EXERCISE: Transcribe word for word the lines below from the line with "Query: smiling face" through the line with "Query: police officer in campaign hat", ends included.

Dataset entries:
*-*-*

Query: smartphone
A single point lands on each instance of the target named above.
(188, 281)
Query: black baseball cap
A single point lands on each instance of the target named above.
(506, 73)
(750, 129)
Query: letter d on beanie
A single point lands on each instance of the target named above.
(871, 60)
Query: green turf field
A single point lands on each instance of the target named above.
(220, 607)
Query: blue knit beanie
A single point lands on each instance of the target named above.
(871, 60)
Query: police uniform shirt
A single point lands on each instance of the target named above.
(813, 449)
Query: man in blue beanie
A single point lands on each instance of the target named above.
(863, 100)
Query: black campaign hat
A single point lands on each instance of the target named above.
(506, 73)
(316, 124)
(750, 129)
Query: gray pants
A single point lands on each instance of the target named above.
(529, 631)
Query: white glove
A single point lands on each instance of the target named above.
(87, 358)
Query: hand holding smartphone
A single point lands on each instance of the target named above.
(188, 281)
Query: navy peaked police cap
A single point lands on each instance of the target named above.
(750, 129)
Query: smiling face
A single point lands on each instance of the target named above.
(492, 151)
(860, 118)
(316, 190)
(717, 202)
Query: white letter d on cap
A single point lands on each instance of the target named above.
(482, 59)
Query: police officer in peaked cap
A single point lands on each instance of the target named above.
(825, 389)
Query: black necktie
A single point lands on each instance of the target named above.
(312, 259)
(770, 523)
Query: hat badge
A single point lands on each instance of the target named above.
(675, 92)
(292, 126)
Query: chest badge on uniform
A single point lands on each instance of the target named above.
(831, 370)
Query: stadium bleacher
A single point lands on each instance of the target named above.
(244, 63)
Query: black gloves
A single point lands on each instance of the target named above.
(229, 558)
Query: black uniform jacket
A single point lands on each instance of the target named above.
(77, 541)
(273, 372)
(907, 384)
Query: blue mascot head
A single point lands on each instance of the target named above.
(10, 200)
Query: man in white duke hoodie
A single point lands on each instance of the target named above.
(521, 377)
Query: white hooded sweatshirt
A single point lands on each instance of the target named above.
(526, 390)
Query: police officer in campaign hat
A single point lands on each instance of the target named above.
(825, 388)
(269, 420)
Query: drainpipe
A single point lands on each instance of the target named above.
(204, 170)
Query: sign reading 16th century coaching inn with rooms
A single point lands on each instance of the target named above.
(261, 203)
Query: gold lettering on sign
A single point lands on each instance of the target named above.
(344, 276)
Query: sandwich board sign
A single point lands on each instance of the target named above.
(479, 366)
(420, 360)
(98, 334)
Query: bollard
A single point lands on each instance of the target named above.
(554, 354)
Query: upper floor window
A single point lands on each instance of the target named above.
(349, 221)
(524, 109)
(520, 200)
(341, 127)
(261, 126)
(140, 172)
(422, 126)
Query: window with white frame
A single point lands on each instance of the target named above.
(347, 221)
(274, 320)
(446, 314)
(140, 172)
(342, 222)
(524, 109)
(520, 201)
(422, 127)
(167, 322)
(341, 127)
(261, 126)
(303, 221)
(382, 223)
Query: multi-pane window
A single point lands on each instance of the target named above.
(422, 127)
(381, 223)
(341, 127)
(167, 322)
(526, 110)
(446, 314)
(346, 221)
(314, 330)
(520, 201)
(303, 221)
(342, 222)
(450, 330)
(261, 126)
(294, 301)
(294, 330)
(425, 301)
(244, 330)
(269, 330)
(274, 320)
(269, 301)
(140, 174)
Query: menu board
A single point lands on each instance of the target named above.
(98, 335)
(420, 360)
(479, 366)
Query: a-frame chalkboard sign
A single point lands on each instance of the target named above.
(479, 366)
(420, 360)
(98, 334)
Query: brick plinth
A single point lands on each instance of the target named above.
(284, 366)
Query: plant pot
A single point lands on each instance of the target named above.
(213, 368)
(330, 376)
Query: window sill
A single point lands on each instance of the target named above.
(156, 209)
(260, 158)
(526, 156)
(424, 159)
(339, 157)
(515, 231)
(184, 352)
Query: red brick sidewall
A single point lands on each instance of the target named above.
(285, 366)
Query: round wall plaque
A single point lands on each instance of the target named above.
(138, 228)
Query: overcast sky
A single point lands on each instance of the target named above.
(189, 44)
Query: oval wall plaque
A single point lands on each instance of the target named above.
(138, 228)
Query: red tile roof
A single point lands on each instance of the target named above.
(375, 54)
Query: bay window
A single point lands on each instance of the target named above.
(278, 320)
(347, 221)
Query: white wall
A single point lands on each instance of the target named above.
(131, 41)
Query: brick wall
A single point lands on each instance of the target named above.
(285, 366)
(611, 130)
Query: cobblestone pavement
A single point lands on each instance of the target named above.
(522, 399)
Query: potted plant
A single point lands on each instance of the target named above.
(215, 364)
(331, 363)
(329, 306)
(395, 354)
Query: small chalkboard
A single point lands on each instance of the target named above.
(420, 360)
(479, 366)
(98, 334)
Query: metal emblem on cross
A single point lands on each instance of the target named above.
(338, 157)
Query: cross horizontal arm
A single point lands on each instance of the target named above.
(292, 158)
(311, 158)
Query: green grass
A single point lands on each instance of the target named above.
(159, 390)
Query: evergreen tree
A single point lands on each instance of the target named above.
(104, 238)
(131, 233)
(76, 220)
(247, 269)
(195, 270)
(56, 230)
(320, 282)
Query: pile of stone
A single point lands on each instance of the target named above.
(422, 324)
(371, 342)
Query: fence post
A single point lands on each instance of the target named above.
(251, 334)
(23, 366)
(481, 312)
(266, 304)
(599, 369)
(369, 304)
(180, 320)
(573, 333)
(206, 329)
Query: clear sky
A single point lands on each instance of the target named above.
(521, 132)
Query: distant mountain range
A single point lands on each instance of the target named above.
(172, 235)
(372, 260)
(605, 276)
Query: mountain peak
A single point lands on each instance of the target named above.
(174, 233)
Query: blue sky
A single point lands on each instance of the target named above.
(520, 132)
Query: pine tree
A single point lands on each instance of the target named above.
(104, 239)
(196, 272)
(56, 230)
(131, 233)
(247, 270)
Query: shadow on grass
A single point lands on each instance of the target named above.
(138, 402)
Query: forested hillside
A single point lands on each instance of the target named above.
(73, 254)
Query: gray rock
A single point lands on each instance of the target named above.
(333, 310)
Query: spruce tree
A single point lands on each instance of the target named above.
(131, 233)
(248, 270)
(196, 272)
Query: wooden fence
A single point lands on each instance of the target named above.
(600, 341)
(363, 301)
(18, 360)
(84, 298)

*-*-*

WORKED SOLUTION:
Query: smiling face
A single point lands on each instance of the target named above.
(492, 151)
(860, 118)
(316, 190)
(717, 202)
Query: white letter d on cap
A single point lands on each instance of the target named above.
(482, 59)
Query: police officer in peaked cap
A single point lands on each instance of the target named above.
(825, 389)
Query: black necktie
A single point lands on each instance of the target named above.
(312, 259)
(770, 523)
Query: hat badge
A single point lands on each instance of the target named above.
(675, 92)
(292, 126)
Query: chest badge on uniform
A single point lands on each instance of the target named above.
(831, 370)
Query: stadium bleacher
A single point lands on each instance of the target named above.
(244, 63)
Query: black gloves
A single point lands on each instance of the target named above.
(229, 558)
Query: black uniform jacket
A single point lands on each instance of the target named above.
(77, 541)
(273, 372)
(907, 384)
Query: blue mascot head
A single point lands on each instance of the target named above.
(10, 200)
Query: man in white duke hoodie
A single point lands on each instance of the target named above.
(521, 377)
Query: white hooded sweatshirt
A single point lands on each instance of the target named above.
(526, 390)
Query: police officer in campaign hat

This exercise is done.